─── Excerpted passage
For one, the CDC moratorium, unlike many state bans, is not automatic — renters have to meet certain criteria, and then sign and submit a declaration form to their landlord to be protected, which not everyone realizes, according to Zach Neumann, founder of the Colorado-based COVID-19 Eviction Defense Project

He’s had cases, he said, where “tenants would fail to fill out the affidavit provided by the CDC, or maybe they’d fill it out, but they wouldn’t show up for court, or they’d make some other mistake and so they’d be evicted because they weren’t claiming it correctly or successfully.”

Another big hole is that “a number of tenants who are on month-to-month leases, or who are on leases that are expiring, have been getting evicted,” Neumann said. “We were seeing a lot of those cases under the CDC moratorium. 

Until last week, when Colorado Gov. Jared Polis decided to reinstate a ban on evictions

That, according to Neumann, is really significant. “The state moratorium here in Colorado basically closes those holes. So tenants have greater protections as we head into the fall and winter,” he said.
──────
─── Information provided
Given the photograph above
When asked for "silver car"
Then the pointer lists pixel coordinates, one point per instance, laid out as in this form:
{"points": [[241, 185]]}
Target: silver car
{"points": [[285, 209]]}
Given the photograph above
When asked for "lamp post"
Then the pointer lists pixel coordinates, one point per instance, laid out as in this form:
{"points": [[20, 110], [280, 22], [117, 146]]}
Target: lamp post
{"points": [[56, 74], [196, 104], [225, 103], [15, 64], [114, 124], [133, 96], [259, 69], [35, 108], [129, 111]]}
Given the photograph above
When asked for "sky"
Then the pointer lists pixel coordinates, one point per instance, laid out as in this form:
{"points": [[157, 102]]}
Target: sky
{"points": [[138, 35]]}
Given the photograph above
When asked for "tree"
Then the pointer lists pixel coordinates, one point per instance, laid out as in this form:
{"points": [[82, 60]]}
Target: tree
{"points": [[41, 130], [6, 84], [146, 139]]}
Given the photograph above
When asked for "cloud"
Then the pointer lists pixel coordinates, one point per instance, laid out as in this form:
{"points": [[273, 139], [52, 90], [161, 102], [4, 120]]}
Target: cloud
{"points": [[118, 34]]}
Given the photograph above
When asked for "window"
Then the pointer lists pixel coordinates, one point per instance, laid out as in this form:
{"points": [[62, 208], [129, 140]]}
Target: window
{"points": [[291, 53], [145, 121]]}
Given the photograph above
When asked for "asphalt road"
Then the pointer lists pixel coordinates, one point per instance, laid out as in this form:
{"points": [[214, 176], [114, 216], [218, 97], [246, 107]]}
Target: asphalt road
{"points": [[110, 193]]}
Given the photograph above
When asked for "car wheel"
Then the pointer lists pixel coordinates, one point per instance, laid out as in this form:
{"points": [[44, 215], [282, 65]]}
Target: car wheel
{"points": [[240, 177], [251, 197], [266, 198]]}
──────
> [Exercise tasks]
A - Using the passage on the CDC eviction moratorium, decide whether each statement agrees with it. Answer yes or no, and quote the words of the passage that decide it.
(i) Under the CDC moratorium, renters are protected automatically.
(ii) Zach Neumann founded the COVID-19 Eviction Defense Project.
(iii) Neumann says the Colorado state moratorium closes the holes left by the CDC moratorium.
B - Rewrite the passage on the CDC eviction moratorium from "He’s had cases, he" up to and including "the CDC moratorium.", renaming "affidavit" as "declaration form".
The stored records are not needed for this work.

> [List of answers]
A -
(i) No: "the CDC moratorium, unlike many state bans, is not automatic"
(ii) Yes: "founder of the Colorado-based COVID-19 Eviction Defense Project"
(iii) Yes: "The state moratorium here in Colorado basically closes those holes."

B -
He’s had cases, he said, where “tenants would fail to fill out the declaration form provided by the CDC, or maybe they’d fill it out, but they wouldn’t show up for court, or they’d make some other mistake and so they’d be evicted because they weren’t claiming it correctly or successfully.”

Another big hole is that “a number of tenants who are on month-to-month leases, or who are on leases that are expiring, have been getting evicted,” Neumann said. “We were seeing a lot of those cases under the CDC moratorium.